§ **Task statement**: Before working with the rows, retype the passage on dd-cfDNA testing between "For the Royal" and "percentage of dd-cfDNA.", inclusive.

§ **Passage shown**:
______________________________
For the Royal Papworth study, the researchers are using the Promega Maxwell extraction instrument in conjunction with the Maxwell Rapid ccfDNA extraction kit, which they found beneficial due to the speed of the extraction, simple setup protocol and small footprint of instrument.
Of the various analytical methods available for measuring dd-cfDNA, Peacock's study uses next-generation sequencing (NGS), which enables highly sensitive discrimination of donor-derived fragments using targeted or genome-wide approaches suitable for scalable, high-throughput testing. SNP- and indel-based panels will be used to report a fractional percentage of dd-cfDNA.
Barriers to adoption
“The key barriers to adoption of dd-cfDNA are financial and structural rather than scientific, together with the lack of a framework for quality assurance,” says Peacock. The utility of dd-cfDNA in the UK's National Health System (NHS) is currently under review by the National Institute for Health and Care Excellence (NICE). The NICE appraisal involves weighing up cost-effectiveness and patient benefits.
______________________________
§ **Extracted records**:
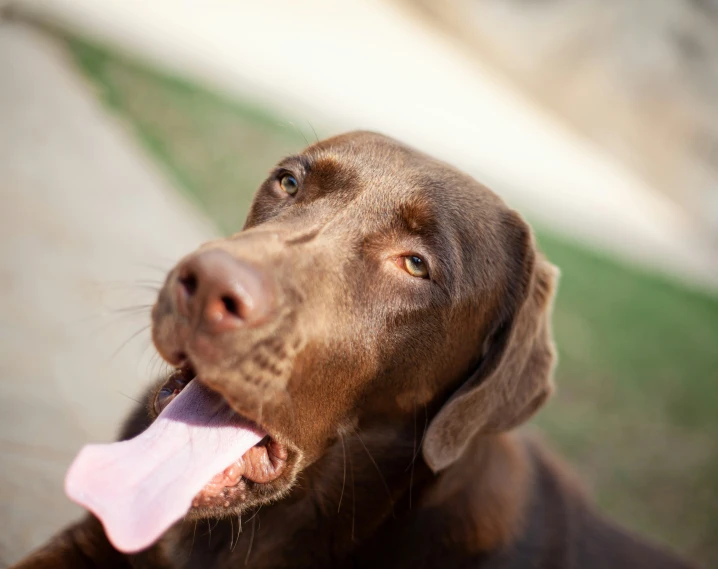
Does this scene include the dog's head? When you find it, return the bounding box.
______________________________
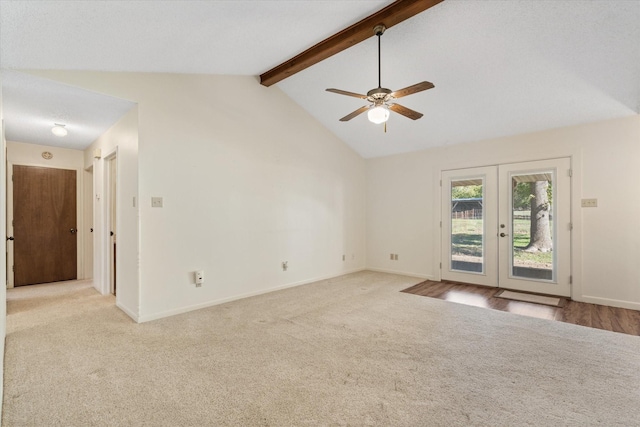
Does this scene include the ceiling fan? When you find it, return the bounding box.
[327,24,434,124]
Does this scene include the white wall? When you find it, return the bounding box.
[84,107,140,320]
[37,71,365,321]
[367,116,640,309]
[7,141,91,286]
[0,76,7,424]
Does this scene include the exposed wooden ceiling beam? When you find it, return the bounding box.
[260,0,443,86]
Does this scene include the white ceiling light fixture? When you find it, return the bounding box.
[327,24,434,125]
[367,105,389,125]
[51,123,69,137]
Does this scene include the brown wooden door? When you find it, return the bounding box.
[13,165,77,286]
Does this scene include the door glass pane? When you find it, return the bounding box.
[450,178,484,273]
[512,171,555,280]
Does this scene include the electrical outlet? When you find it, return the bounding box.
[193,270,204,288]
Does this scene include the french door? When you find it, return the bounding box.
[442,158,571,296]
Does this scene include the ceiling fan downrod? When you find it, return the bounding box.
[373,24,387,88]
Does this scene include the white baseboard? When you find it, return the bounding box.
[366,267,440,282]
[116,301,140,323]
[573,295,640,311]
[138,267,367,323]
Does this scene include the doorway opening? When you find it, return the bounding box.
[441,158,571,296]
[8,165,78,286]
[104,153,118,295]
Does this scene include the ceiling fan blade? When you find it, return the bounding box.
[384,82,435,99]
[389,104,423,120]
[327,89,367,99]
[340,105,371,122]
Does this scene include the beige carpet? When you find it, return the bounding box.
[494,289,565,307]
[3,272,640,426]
______________________________
§ **Your response**:
For the Royal Papworth study, the researchers are using the Promega Maxwell extraction instrument in conjunction with the Maxwell Rapid ccfDNA extraction kit, which they found beneficial due to the speed of the extraction, simple setup protocol and small footprint of instrument.
Of the various analytical methods available for measuring dd-cfDNA, Peacock's study uses next-generation sequencing (NGS), which enables highly sensitive discrimination of donor-derived fragments using targeted or genome-wide approaches suitable for scalable, high-throughput testing. SNP- and indel-based panels will be used to report a fractional percentage of dd-cfDNA.